With the images left out, print every entry that follows exactly.

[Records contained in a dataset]
━━━
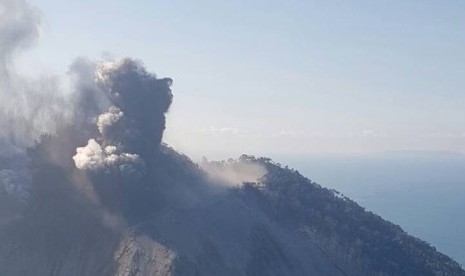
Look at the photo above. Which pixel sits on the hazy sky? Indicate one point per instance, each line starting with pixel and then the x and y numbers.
pixel 281 77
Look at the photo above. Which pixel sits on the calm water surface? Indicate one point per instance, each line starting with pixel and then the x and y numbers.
pixel 423 193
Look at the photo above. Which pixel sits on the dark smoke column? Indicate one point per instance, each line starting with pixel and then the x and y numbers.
pixel 130 134
pixel 132 129
pixel 143 99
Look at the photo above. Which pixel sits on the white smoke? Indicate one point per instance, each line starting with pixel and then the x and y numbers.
pixel 109 159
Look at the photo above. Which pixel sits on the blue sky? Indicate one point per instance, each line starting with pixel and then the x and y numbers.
pixel 282 77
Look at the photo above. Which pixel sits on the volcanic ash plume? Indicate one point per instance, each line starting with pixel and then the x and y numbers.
pixel 132 128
━━━
COMPLETED EXERCISE:
Look at the photo above. Which pixel sits on the hazy sky? Indicate one point per instance, each line starting with pixel and then the x and y numbers.
pixel 281 77
Look at the photo above. Which pixel sits on the calm water surface? Indicate one point per instance, each line starting with pixel and then the x and y numbers.
pixel 423 193
Look at the photo above. Which pixel sits on the dark smoke column? Indicate one point per instance, each line starting with pixel and then the x and y numbers.
pixel 130 134
pixel 132 129
pixel 143 99
Look at the photo above. Which pixel sits on the white smoke? Indicate one point per instance, each line starting with pixel and then the x and y numbers.
pixel 109 159
Look at the photo above. Which pixel sits on the blue sky? Indicate one point per instance, each line starting with pixel and then the x and y numbers.
pixel 282 77
Look at the photo above. Which pixel sits on the volcanic ash plume? Indicate one point per instance, each line starting with pixel and then the x and y numbers.
pixel 132 128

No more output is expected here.